**YOUR INSTRUCTIONS:**
Would you please reproduce all the entries word for word, minus the pictures?

[Dataset entries]
§ §

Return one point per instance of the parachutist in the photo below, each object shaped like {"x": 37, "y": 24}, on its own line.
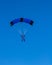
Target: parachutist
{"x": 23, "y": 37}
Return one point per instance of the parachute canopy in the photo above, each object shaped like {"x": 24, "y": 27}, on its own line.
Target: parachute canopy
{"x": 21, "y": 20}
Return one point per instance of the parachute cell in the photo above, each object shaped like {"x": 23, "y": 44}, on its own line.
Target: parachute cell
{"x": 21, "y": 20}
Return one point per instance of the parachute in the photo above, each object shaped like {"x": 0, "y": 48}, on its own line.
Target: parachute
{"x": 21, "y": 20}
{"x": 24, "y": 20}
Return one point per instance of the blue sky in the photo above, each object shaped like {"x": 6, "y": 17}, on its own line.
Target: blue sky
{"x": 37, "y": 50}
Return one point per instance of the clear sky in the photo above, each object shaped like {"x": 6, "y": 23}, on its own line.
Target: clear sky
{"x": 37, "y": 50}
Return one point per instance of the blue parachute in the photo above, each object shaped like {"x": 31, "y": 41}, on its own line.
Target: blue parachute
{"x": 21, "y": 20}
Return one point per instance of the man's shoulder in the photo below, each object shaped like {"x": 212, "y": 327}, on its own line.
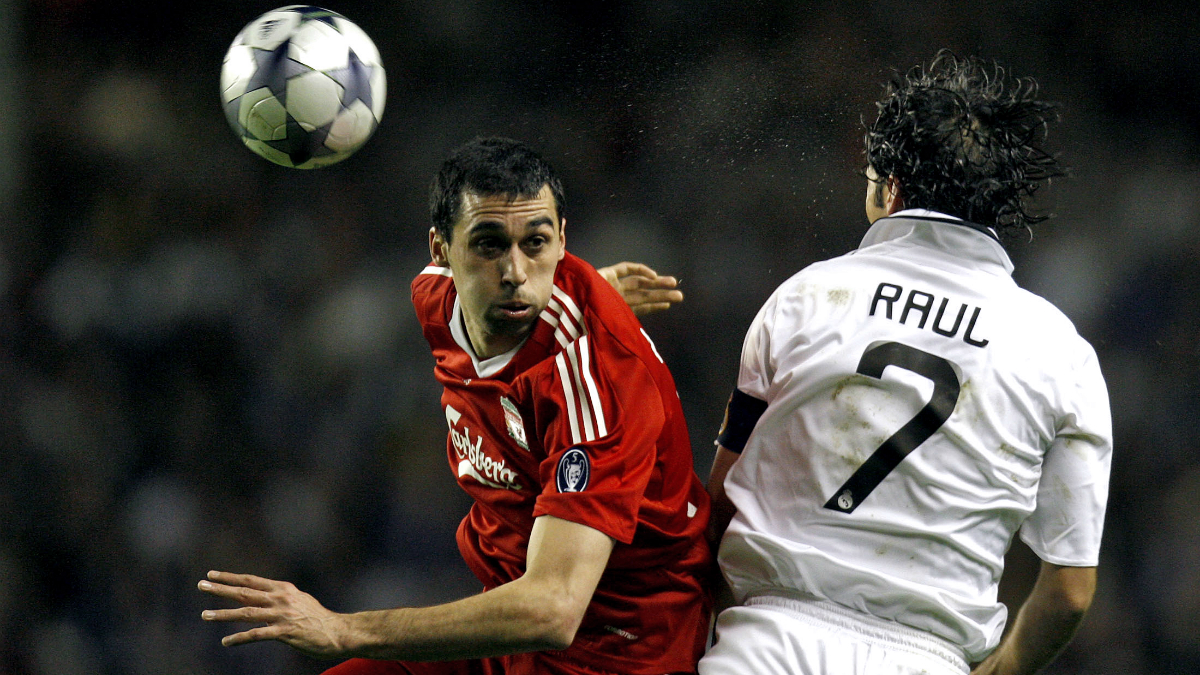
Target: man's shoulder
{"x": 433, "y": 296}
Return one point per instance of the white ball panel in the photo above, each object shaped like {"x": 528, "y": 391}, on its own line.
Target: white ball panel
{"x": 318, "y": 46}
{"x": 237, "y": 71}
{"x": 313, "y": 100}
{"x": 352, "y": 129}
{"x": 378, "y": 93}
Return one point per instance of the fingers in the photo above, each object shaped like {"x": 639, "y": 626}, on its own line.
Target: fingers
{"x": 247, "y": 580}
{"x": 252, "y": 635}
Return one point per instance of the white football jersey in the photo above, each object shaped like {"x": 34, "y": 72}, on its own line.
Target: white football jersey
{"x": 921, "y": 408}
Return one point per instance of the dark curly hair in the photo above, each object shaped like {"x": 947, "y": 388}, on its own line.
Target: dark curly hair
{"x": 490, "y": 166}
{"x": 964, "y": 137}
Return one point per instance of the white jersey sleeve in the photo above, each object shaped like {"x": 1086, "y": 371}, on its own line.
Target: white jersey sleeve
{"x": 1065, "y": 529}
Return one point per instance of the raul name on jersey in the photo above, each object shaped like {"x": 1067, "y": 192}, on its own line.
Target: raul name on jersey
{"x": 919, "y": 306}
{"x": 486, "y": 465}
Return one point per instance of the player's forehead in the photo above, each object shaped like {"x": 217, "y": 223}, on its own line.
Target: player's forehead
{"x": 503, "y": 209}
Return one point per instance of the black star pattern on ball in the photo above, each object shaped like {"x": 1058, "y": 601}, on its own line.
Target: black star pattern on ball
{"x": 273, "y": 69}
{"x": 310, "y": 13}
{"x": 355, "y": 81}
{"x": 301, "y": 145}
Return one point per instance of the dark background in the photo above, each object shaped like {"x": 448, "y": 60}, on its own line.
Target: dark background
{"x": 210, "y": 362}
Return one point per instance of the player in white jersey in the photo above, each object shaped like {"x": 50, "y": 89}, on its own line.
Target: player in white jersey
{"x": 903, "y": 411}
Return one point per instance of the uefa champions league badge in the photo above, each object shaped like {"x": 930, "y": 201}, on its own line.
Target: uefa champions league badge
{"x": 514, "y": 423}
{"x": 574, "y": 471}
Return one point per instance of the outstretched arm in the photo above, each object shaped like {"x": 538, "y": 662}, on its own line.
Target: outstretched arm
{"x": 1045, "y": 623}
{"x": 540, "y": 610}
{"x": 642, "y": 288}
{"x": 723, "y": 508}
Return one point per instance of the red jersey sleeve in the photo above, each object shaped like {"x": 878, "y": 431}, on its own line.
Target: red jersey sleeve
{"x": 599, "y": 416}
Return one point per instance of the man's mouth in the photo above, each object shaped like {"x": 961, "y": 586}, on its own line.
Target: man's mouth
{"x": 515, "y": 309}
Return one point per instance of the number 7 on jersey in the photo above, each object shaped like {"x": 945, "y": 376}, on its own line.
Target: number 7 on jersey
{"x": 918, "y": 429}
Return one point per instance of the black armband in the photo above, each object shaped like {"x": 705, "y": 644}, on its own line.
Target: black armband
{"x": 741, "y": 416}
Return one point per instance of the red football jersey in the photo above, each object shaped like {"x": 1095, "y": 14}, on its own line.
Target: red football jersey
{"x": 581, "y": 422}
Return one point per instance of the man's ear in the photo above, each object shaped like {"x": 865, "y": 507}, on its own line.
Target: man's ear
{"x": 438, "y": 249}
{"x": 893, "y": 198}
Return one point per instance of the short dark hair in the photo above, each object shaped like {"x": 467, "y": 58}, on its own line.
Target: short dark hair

§ §

**ANSWER TO THE PROBLEM:**
Return one point per instance of the parachutist in the photo below, each object shaped like {"x": 37, "y": 24}, on its own line.
Target: parachutist
{"x": 23, "y": 37}
Return one point per instance of the parachute canopy in the photo above, each object shaped like {"x": 24, "y": 27}, on its own line.
Target: parachute canopy
{"x": 21, "y": 20}
Return one point per instance of the parachute cell in the photo above, each object shaped like {"x": 23, "y": 44}, on its own line.
Target: parachute cell
{"x": 21, "y": 20}
Return one point per instance of the parachute in the photo above, each object shaped like {"x": 0, "y": 48}, on its own line.
Target: parachute
{"x": 21, "y": 20}
{"x": 24, "y": 20}
Return one point per instance of the blue sky in the photo above, each object shaped like {"x": 6, "y": 17}, on its own line.
Target: blue sky
{"x": 37, "y": 50}
Return one point per instance of the clear sky in the photo above, each object shaped like {"x": 6, "y": 23}, on its own line.
Target: clear sky
{"x": 37, "y": 50}
Return one point per instance of the blue parachute in the photo above, each object shaped like {"x": 31, "y": 41}, on its own line.
Target: blue parachute
{"x": 21, "y": 20}
Return one point per instance of the man's shoulder in the photo below, each object shaped like {"x": 212, "y": 327}, on its own line.
Target: man's shoulder
{"x": 433, "y": 296}
Return one point per instance of the white ball panel in the photo above, each object shaped like {"x": 528, "y": 391}, on its own line.
Target: white ball panel
{"x": 318, "y": 46}
{"x": 237, "y": 71}
{"x": 313, "y": 100}
{"x": 352, "y": 129}
{"x": 378, "y": 93}
Return one point per instance of the fingers in the photo above, each object shaped like {"x": 639, "y": 626}, on its own line.
Target: fingers
{"x": 247, "y": 580}
{"x": 252, "y": 635}
Return one point per instance of the white football jersey in the photo above, each object shaped like {"x": 34, "y": 72}, on its own line.
Target: white football jersey
{"x": 921, "y": 408}
Return one point per instance of the dark curly hair in the photo above, each object shaped like {"x": 947, "y": 388}, on its own line.
Target: dark curly hair
{"x": 490, "y": 166}
{"x": 964, "y": 137}
Return one point per instance of the white jersey sleeve in the photo above, each object shaped like {"x": 1086, "y": 371}, on its own line.
Target: white jersey sleeve
{"x": 1065, "y": 529}
Return one point per instance of the raul name on jersey in the photo above, each object shaped like {"x": 1067, "y": 192}, on its own line.
Target: raul name on jersey
{"x": 919, "y": 306}
{"x": 486, "y": 465}
Return one point per instance of the player's forehead in the photo above, each object shaped like {"x": 217, "y": 223}, on its own line.
Target: player's forehead
{"x": 503, "y": 209}
Return one point per instance of the black star pattern on ball in the photo above, each object shaped like {"x": 1058, "y": 601}, on its own line.
Target: black star pattern on ball
{"x": 273, "y": 69}
{"x": 310, "y": 13}
{"x": 355, "y": 81}
{"x": 301, "y": 145}
Return one point per instance of the dark background in the photo above, each object shaped like {"x": 448, "y": 60}, on its own line.
Target: dark background
{"x": 210, "y": 362}
Return one point per instance of the player in white jersey in the photo above, each object shaped like {"x": 50, "y": 89}, on its own line.
Target: player in white jersey
{"x": 903, "y": 411}
Return one point per instance of the uefa champions league badge in the photo above, each object shaped like {"x": 930, "y": 201}, on its own line.
Target: uefa champions league badge
{"x": 514, "y": 423}
{"x": 574, "y": 471}
Return one point per instance of the outstretched arm in the photo above, each object shaped like {"x": 538, "y": 662}, on its own line.
Target: outstretched arm
{"x": 1045, "y": 623}
{"x": 540, "y": 610}
{"x": 642, "y": 288}
{"x": 723, "y": 508}
Return one point per instance of the red jersey sleeve in the photo above, each object shaped like {"x": 878, "y": 431}, on its own line.
Target: red jersey sleeve
{"x": 599, "y": 416}
Return one point per instance of the man's mouth in the photo above, each object shaped like {"x": 961, "y": 586}, on its own line.
Target: man's mouth
{"x": 515, "y": 309}
Return one point per instance of the number 7 on jersey in the photo above, each object shaped like {"x": 945, "y": 376}, on its own line.
Target: number 7 on jersey
{"x": 918, "y": 429}
Return one point per instance of the black armband in the photo above, each object shaped like {"x": 705, "y": 644}, on its own line.
Target: black armband
{"x": 741, "y": 416}
Return one point per instance of the red football jersey in the photo above, each object shaped like {"x": 1095, "y": 14}, on its own line.
Target: red football jersey
{"x": 581, "y": 422}
Return one point per instance of the man's ear in the photo above, each object shaped like {"x": 865, "y": 507}, on its own line.
Target: man's ear
{"x": 438, "y": 249}
{"x": 893, "y": 198}
Return one point per instance of the short dark hair in the photo above, each object shaped like {"x": 467, "y": 58}, on its own line.
Target: short dark hair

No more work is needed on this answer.